• [TASK TO CARRY OUT]: Rewrite the lines below with every occurrence of "photograph" changed to "image" and nothing else altered, and leave the pictures out.

--- DATASET EXTRACT ---

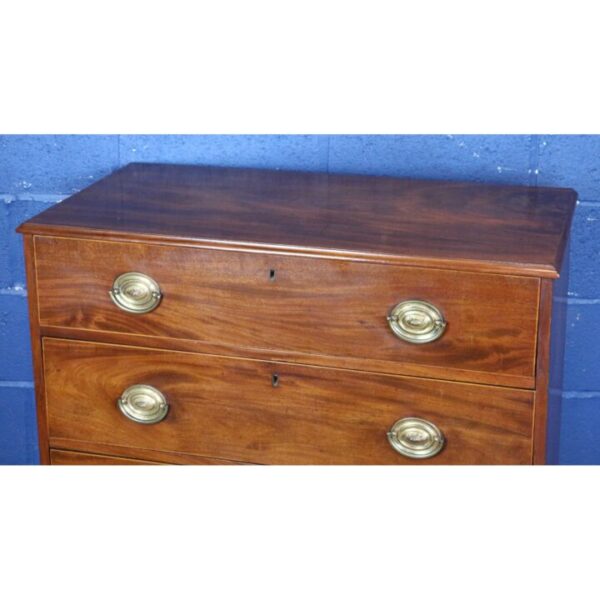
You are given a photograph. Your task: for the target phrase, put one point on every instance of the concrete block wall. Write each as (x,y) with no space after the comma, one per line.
(37,171)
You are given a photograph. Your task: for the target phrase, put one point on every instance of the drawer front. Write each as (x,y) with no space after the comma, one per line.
(269,412)
(297,308)
(66,457)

---

• [THE ANSWER]:
You are given a image. Your task: for the target phrase, put one point on every instance of the concrete block wall. Write each as (x,y) with no space after the comma, one per line.
(37,171)
You are given a image. Your task: for the target phrase, put one point on every instance of the drawer front. Write each as (x,y) with no space after the comma, one per line.
(269,412)
(297,308)
(66,457)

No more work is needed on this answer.